Задания |
[1] Переведите на английский предложение из отрывка о преступности в Норильске: «Да и днем это были местечки не для прогулок.»
[2] Когда, согласно отрывку о преступности в Норильске, разгул преступности достиг апогея?
[3] Напишите продолжение отрывка о преступности в Норильске, начиная сразу после его последней фразы.

Исходный текст |

..............................

В середине века — страница 86 из 148

При полном отсутствии какой-либо официальной информации сейчас очень трудно воссоздать картину той обширной акции, которую «органы» провели зимой и весной 1954 года. Могу лишь описать собственные впечатления и вытекающие из них соображения. Разгул преступности достиг апогея к зиме 1953-го. В Норильске в это время чуть не ежедневно совершались уличные и квартирные убийства, а грабежи, малые и большие, происходили по нескольку раз в сутки. Город, затравленный террором разбоя, вечерами и на ночь, кроме часов производственных пересменок, глухо запирал свои квартиры. Ни один суровый комендантский час не мог бы так совершенно обезлюдить улицы, как это сделал страх перед распоясавшейся блатней. Любой прохожий в ночные часы казался страшен, любая встреча с незнакомыми угрожала.

Обозначились и предпочтительные местечки разбоя. Ими были прежде всего «шанхаи», беспорядочные скопления балков, самодельных деревянных домишек на окраинах города и позади каменных улиц. Ночью посторонние не осмеливались туда проникать, а кто проникал, тот нередко и пропадал — заметенные пургой трупы потом вымывало весеннее половодье. Да и днем это были местечки не для прогулок. Как-то, пробираясь через один из таких шанхаев вместе с нашим кочегаром Володей, милым работящим парнем, сидящим по 59-й статье (участие в бандитской шайке), я показал на прилепившиеся один к другому, а местами и один на другой балкӣ.

— Удивляюсь, Володя, как людям не страшно жить в такой жути.

Он с угрюмой насмешкой покосился на меня.

..............................

Фрагменты данных |

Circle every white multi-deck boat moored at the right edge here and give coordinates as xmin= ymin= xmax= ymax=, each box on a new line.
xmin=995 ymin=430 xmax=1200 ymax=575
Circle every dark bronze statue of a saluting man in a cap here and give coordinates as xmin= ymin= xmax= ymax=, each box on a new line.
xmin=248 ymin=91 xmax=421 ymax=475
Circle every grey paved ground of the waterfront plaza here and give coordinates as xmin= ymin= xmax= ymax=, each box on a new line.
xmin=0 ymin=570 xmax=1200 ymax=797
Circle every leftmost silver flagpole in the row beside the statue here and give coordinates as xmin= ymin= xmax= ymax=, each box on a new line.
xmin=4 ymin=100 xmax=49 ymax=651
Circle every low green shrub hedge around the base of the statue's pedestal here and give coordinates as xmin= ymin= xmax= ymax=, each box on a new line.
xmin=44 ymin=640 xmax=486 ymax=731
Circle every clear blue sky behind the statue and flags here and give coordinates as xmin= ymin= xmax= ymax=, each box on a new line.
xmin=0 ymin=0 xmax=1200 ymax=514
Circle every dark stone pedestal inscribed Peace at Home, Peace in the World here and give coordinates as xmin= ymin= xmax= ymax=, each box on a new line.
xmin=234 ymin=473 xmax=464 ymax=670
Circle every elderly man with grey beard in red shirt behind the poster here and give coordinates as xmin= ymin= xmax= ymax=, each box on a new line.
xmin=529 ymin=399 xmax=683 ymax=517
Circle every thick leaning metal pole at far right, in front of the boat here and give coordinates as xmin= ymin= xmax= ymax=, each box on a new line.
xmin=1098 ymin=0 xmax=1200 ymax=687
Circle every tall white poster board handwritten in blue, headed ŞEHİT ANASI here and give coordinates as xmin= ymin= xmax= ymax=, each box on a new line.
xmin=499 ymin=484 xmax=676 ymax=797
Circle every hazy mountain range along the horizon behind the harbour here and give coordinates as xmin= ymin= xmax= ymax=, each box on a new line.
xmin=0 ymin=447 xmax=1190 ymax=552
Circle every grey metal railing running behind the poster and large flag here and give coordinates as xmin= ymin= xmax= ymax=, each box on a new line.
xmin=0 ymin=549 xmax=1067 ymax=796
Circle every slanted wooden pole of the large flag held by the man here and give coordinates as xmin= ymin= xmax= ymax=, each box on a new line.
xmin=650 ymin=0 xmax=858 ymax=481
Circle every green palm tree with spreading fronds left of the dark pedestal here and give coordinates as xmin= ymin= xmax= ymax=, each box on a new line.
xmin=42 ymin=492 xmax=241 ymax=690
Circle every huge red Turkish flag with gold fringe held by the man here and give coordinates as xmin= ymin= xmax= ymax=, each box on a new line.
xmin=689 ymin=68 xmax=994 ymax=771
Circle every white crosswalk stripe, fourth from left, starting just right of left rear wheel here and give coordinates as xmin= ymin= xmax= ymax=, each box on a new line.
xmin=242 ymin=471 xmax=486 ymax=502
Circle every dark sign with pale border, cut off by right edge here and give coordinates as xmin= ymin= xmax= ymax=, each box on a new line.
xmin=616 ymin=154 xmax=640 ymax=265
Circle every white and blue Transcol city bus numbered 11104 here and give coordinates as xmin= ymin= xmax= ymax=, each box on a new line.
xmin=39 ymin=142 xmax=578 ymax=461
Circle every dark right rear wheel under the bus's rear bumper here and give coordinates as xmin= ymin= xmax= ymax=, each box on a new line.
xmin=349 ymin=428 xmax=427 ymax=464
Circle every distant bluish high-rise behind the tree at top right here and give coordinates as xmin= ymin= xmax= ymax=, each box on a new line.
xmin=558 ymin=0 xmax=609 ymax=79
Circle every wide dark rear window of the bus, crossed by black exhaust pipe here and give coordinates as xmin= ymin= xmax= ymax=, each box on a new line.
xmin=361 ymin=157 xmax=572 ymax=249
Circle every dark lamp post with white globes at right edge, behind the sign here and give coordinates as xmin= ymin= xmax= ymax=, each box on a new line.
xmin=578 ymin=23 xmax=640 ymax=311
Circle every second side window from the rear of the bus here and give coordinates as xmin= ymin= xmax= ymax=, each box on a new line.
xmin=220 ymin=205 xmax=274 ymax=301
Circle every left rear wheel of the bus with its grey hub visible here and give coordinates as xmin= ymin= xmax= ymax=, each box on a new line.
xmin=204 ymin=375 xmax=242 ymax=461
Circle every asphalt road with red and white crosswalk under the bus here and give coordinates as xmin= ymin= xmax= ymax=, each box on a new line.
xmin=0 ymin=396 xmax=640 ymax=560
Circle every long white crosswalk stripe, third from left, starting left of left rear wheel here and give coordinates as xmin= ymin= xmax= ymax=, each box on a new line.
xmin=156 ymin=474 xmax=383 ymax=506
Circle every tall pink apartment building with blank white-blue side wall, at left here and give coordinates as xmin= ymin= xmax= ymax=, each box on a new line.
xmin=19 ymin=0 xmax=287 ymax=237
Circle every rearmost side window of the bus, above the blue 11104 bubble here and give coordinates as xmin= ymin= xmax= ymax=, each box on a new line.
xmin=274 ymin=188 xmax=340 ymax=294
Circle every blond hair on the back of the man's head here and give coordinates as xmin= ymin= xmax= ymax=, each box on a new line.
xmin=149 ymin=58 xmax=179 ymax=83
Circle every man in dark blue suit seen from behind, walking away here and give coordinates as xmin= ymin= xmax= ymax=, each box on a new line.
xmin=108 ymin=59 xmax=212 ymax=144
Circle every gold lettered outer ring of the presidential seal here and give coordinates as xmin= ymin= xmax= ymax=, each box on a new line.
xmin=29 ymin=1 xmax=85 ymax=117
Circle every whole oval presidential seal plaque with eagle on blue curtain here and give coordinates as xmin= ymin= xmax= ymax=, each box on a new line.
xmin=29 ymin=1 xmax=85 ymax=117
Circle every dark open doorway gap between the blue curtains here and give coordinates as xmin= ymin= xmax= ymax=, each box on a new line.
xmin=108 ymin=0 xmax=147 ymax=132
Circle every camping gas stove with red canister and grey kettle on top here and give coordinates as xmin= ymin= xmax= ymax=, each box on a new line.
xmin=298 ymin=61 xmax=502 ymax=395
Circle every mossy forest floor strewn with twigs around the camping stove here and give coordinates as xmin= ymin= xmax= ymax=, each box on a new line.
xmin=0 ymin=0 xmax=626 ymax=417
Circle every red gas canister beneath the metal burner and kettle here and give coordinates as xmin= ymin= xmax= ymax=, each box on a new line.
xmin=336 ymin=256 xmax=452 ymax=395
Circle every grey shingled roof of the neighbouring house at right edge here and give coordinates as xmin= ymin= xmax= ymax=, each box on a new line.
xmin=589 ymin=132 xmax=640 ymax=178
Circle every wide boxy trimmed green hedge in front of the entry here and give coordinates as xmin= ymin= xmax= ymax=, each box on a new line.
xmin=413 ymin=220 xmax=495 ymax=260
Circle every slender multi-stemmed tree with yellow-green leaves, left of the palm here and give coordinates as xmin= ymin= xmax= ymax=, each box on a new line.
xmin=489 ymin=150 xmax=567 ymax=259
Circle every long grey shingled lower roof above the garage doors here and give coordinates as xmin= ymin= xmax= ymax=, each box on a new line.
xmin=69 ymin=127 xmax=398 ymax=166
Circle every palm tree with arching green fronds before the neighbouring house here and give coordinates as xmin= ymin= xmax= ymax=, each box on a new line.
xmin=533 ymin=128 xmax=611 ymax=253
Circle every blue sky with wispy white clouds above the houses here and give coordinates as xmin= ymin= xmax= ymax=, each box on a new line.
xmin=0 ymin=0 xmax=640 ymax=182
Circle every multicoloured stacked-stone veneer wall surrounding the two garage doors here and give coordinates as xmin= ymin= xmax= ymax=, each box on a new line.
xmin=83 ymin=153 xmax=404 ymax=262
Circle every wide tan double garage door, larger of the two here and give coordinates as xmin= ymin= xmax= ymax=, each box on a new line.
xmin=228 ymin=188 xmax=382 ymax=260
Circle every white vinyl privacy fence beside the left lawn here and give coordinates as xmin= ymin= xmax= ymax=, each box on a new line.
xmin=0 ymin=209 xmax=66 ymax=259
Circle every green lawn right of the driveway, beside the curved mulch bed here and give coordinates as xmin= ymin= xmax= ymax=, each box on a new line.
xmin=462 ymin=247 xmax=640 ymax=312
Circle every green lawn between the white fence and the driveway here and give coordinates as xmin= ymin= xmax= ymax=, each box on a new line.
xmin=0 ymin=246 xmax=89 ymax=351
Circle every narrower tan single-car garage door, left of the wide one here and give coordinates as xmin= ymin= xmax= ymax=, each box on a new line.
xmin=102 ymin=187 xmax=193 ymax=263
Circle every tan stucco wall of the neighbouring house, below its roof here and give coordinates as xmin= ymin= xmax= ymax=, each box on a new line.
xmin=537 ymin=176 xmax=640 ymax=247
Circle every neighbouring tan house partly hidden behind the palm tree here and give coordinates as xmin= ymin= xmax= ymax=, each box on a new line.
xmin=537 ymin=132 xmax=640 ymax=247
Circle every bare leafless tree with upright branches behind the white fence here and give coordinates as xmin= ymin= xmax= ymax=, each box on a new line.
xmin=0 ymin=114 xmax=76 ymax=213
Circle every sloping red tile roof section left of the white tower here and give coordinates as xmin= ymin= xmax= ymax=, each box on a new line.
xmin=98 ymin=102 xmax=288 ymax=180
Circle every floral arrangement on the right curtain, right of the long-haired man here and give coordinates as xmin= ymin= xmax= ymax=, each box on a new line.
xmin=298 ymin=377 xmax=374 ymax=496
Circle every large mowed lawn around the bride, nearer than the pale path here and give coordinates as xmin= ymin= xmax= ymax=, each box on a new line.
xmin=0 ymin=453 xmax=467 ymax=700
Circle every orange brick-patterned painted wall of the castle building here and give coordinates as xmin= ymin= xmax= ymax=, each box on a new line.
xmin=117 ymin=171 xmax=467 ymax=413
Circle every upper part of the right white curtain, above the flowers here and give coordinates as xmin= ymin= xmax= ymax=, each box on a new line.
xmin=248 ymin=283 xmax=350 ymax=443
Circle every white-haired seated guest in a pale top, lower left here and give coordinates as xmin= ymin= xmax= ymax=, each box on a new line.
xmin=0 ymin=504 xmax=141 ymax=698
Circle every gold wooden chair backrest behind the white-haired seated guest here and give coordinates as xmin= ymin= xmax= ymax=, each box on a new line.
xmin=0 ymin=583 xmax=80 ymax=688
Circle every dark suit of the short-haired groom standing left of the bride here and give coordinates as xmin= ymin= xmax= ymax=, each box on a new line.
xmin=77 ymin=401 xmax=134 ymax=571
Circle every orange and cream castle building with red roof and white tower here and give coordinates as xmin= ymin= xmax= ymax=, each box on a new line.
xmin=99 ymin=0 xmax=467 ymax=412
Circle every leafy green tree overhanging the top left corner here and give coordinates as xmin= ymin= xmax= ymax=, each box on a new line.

..............................

Ответы |
[1] Even in the daytime these were hardly places for a stroll.

[2] К зиме 1953 года.

[3]
— Им-то не страшно, а вот как вам не страшно ходить сюда? А ведь ходите, Сергей Александрович, вас здесь видели.

Ходил я сюда редко — когда одиночество становилось уж очень нестерпимым, навещал одну веселую знакомую, кондукторшу автобуса,

В самом городе признанным центром разбоя стал перекресток на Октябрьской улице, где от нее, через шанхаи по обеим сторонам дороги, отходило шоссе на ТЭЦ. Вскоре после войны на нем оборудовали деревянный сарай, заполненный мощными бочками с узбекским вином — чем-то вроде сладковатого виноградного пойла, крепленого «сучком», гидролизным красноярским спиртом, и названного по этому случаю «натуральным узбекским портвейном». Было еще такое же пойло, но подешевле и помутней, которое почему-то именовалось сухим вином. А сарай украшала вывеска «Узбеквино» — местные остряки немедленно переименовали его в «Узбеккино».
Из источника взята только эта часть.